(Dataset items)
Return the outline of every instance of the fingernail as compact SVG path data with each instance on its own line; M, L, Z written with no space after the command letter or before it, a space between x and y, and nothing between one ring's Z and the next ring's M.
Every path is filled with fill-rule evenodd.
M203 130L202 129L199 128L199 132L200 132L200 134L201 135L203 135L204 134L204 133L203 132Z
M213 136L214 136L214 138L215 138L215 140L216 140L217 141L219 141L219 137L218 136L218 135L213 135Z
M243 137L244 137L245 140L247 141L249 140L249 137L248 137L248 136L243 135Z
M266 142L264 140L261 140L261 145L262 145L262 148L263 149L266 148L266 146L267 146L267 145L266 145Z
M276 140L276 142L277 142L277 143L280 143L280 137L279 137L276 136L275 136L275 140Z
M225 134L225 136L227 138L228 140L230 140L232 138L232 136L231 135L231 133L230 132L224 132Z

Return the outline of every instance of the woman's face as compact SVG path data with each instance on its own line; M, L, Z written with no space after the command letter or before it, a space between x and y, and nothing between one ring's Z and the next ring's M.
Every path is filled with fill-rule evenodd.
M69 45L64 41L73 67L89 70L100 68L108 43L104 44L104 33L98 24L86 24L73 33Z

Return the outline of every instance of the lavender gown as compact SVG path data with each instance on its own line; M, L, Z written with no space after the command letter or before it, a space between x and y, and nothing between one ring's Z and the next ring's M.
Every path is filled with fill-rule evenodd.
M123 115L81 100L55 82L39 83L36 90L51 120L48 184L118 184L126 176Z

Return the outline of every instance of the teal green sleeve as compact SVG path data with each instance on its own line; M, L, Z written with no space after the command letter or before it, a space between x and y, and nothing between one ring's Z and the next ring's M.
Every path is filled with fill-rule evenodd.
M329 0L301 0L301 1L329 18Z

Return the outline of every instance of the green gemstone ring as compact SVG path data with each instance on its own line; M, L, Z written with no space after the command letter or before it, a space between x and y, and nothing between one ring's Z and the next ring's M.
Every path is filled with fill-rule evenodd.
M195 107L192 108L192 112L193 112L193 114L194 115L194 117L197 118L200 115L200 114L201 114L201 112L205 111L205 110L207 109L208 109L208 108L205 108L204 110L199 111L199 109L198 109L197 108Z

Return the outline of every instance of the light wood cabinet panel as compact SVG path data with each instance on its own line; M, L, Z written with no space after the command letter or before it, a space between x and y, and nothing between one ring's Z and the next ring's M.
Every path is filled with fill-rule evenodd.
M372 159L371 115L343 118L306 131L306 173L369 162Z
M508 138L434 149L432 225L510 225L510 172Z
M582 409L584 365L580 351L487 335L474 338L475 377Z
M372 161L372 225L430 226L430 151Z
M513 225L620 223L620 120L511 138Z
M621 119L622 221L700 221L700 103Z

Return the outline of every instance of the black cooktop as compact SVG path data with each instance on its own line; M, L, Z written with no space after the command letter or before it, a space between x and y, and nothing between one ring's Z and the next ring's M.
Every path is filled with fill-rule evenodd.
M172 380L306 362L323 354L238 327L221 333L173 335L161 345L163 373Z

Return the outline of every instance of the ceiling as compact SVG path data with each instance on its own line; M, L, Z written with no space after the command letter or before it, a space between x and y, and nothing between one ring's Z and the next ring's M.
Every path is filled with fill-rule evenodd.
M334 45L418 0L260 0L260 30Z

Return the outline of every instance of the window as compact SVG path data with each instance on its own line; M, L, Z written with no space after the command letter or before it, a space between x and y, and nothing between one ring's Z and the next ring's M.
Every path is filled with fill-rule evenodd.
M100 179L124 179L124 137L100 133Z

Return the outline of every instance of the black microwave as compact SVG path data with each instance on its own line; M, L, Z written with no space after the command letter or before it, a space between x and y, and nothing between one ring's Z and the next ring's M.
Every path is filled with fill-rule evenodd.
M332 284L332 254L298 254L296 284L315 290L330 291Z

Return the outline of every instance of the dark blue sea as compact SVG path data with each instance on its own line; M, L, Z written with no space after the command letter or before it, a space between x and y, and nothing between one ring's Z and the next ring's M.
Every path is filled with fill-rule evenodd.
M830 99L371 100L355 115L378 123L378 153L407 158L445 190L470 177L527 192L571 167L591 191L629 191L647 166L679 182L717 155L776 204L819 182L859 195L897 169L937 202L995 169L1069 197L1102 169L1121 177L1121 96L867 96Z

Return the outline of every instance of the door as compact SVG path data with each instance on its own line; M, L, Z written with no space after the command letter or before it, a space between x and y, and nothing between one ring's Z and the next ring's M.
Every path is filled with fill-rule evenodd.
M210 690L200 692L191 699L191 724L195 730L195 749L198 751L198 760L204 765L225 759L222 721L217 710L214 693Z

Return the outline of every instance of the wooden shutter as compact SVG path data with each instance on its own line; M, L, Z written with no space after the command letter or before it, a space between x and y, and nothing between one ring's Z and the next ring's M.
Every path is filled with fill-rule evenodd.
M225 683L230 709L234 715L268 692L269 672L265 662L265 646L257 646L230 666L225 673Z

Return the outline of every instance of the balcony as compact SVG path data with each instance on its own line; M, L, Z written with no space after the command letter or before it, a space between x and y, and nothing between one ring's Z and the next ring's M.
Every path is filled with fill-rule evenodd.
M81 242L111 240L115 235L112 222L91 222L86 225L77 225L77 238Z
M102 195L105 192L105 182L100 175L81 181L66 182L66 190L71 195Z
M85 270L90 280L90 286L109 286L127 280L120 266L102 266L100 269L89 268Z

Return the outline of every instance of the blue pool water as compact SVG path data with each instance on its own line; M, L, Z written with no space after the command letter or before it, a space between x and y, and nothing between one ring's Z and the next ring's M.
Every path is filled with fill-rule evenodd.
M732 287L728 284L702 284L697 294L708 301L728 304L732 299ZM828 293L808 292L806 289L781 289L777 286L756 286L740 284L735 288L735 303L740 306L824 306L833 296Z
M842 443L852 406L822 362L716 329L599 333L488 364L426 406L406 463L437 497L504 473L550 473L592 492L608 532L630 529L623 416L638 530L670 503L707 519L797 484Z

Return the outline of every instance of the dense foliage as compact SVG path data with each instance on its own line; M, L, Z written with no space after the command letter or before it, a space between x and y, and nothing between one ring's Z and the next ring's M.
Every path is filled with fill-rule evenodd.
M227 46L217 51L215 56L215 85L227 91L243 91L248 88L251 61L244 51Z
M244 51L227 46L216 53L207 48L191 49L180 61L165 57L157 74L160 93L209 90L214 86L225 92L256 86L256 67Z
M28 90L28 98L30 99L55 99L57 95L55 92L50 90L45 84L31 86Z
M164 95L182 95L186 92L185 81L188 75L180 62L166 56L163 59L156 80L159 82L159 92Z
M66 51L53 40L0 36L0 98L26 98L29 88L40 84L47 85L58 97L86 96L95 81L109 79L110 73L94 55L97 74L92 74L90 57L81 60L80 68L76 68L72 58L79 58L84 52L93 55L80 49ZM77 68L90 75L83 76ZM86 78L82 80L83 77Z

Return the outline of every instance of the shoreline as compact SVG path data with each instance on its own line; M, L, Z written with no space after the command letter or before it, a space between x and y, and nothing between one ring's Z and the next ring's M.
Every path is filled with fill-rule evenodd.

## AIM:
How many lines of the listing above contain the word "black"? Reply with the number alone.

## SOLUTION TO THIS TASK:
2